**Document extract**
# # # # # # #
Releases: haotian-liu/LLaVA
Release v1.2.0 (LLaVA-1.6)
LLaVA-1.6 is out! With additional scaling to LLaVA-1.5, LLaVA-1.6-34B outperforms Gemini Pro on some benchmarks. It can now process 4x more pixels and perform more tasks/applications than before. Check out the blog post, and explore the demo! Models are available in Model Zoo. Training/eval data and scripts coming soon.
Release v1.1.3 (Bring your own data, LoRA training)
Updates
- Support LoRA for the instruction tuning stage of LLaVA-1.5 -- comparable performance to full-model finetuning, and reduced requirements on GPU VRAM. (ckpts/logs, script)
- Bring your own data and finetune LLaVA-1.5 to your own task. (instruction)
- Basic support for Windows. (instruction)
- Fix: the training behavior with gradient accumulation is the same as large-batch training.
Notes
- A new LoRA schedule for LLaVA-1.5 is used,
- rank: 128
- alpha: 256
- lr (LoRA): 2e-4
- lr (projector): 2e-5
Release v1.1.1
In this version, we release the training scripts, data, and evaluation scripts on benchmarks for LLaVA 1.5. Bake your LLaVA today!
LLaVA-1.5 achieves SoTA on 11 benchmarks, with just simple modifications to the original LLaVA, utilizes all public data, completes training in ~1 day on a single 8-A100 node, and surpasses methods like Qwen-VL-Chat that use billion-scale data. Check out the technical report, and explore the demo! Models are available in Model Zoo!
Release v1.1.0
🔥 LLaVA-1.5 is out! This release supports LLaVA-1.5 model inference and serving.
# # # # # # #
**Dataset content**
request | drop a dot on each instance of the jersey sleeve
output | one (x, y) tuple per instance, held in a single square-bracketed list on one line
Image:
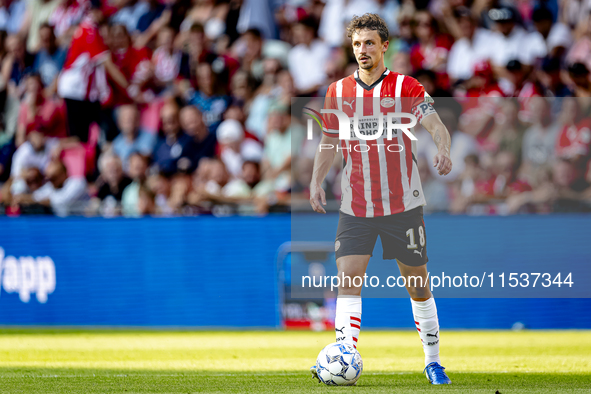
[(421, 104), (330, 126)]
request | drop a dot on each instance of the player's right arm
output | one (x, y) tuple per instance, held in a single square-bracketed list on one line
[(322, 163), (327, 149)]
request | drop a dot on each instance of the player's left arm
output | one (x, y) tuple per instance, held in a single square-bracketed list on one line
[(433, 124)]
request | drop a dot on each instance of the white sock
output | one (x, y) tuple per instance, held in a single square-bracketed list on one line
[(425, 314), (347, 321)]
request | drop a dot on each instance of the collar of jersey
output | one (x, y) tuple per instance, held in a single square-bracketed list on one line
[(373, 85)]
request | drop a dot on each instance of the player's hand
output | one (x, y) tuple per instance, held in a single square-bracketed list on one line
[(442, 162), (317, 198)]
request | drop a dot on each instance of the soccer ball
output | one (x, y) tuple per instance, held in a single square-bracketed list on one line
# # # # # # #
**Things to do**
• 1. According to the LLaVA release notes, how long does LLaVA-1.5 take to train on a single 8-A100 node?
• 2. List every setting, with its value, in the new LoRA schedule for LLaVA-1.5 given in the LLaVA release notes.
• 3. From the LLaVA release notes, copy everything from "LLaVA-1.6 is out!" down to "for Windows. (instruction)".
Answer from the LLaVA release notes alone.

**Per-task answers**
• 1. About one day.

• 2.
- rank: 128
- alpha: 256
- lr (LoRA): 2e-4
- lr (projector): 2e-5

• 3.
LLaVA-1.6 is out! With additional scaling to LLaVA-1.5, LLaVA-1.6-34B outperforms Gemini Pro on some benchmarks. It can now process 4x more pixels and perform more tasks/applications than before. Check out the blog post, and explore the demo! Models are available in Model Zoo. Training/eval data and scripts coming soon.
Release v1.1.3 (Bring your own data, LoRA training)
Updates
- Support LoRA for the instruction tuning stage of LLaVA-1.5 -- comparable performance to full-model finetuning, and reduced requirements on GPU VRAM. (ckpts/logs, script)
- Bring your own data and finetune LLaVA-1.5 to your own task. (instruction)
- Basic support for Windows. (instruction)